EXERCISE REQUIREMENTS ->
Please repeat the whole listing below word for word, omitting the pictures.

====== EXTRACTED RECORDS

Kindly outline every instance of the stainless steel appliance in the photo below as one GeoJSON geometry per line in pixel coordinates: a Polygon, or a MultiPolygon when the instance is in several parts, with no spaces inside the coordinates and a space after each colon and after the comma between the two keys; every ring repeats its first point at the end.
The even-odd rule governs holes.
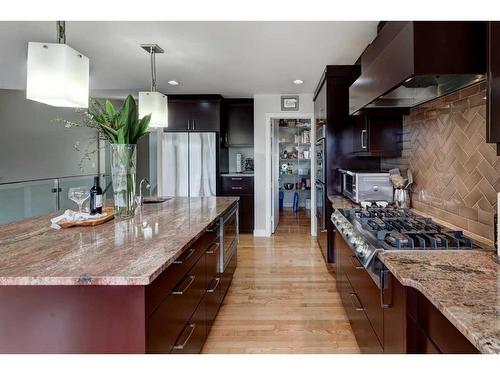
{"type": "Polygon", "coordinates": [[[239,242],[238,204],[220,219],[220,241],[219,272],[223,273],[227,270],[231,261],[236,261],[236,250],[239,242]]]}
{"type": "Polygon", "coordinates": [[[463,232],[405,208],[335,209],[331,221],[379,288],[385,281],[382,263],[377,258],[379,252],[481,248],[463,232]]]}
{"type": "Polygon", "coordinates": [[[325,126],[316,127],[316,239],[325,262],[333,263],[333,251],[328,246],[328,222],[326,219],[326,170],[325,170],[325,126]]]}
{"type": "Polygon", "coordinates": [[[393,186],[389,172],[347,171],[341,169],[342,193],[355,203],[393,201],[393,186]]]}
{"type": "Polygon", "coordinates": [[[325,182],[325,138],[316,142],[316,180],[325,182]]]}
{"type": "Polygon", "coordinates": [[[176,197],[216,195],[215,132],[165,132],[162,135],[159,194],[176,197]]]}

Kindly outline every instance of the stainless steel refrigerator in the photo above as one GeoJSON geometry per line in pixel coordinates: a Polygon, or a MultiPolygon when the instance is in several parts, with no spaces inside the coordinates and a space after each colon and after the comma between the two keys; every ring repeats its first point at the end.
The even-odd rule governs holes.
{"type": "Polygon", "coordinates": [[[160,160],[160,195],[175,197],[216,195],[215,132],[163,133],[160,160]]]}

============

THE RESPONSE ->
Kindly outline every instance of the stainless steel appliance in the photo below as one GeoJSON geometry per line in pixel coordinates: a Polygon, or a MultiPolygon when the instance is in several parts, with no spaces inside the coordinates and a space after each colon and after the comma between the two keys; every ring repeats its first point at the end.
The even-odd rule governs holes.
{"type": "Polygon", "coordinates": [[[239,242],[238,204],[220,219],[220,241],[219,272],[223,273],[227,270],[231,261],[236,261],[236,250],[239,242]]]}
{"type": "Polygon", "coordinates": [[[463,232],[405,208],[335,209],[331,221],[379,288],[385,281],[382,263],[377,258],[379,252],[481,248],[463,232]]]}
{"type": "Polygon", "coordinates": [[[325,126],[316,127],[316,239],[325,262],[333,263],[333,251],[328,246],[328,222],[326,219],[326,170],[325,170],[325,126]]]}
{"type": "Polygon", "coordinates": [[[393,186],[389,172],[347,171],[341,169],[342,193],[355,203],[393,201],[393,186]]]}
{"type": "Polygon", "coordinates": [[[325,182],[325,138],[316,142],[316,180],[325,182]]]}
{"type": "Polygon", "coordinates": [[[176,197],[216,195],[215,132],[165,132],[162,135],[159,194],[176,197]]]}

Kindly outline every instance of the stainless steel refrigerator in the photo above as one GeoJSON geometry per line in pixel coordinates: a Polygon, or a MultiPolygon when the instance is in several parts, with no spaces inside the coordinates and a space after each colon and after the comma between the two keys; every ring repeats its first point at the end.
The even-odd rule governs holes.
{"type": "Polygon", "coordinates": [[[160,160],[160,195],[175,197],[216,195],[215,132],[163,133],[160,160]]]}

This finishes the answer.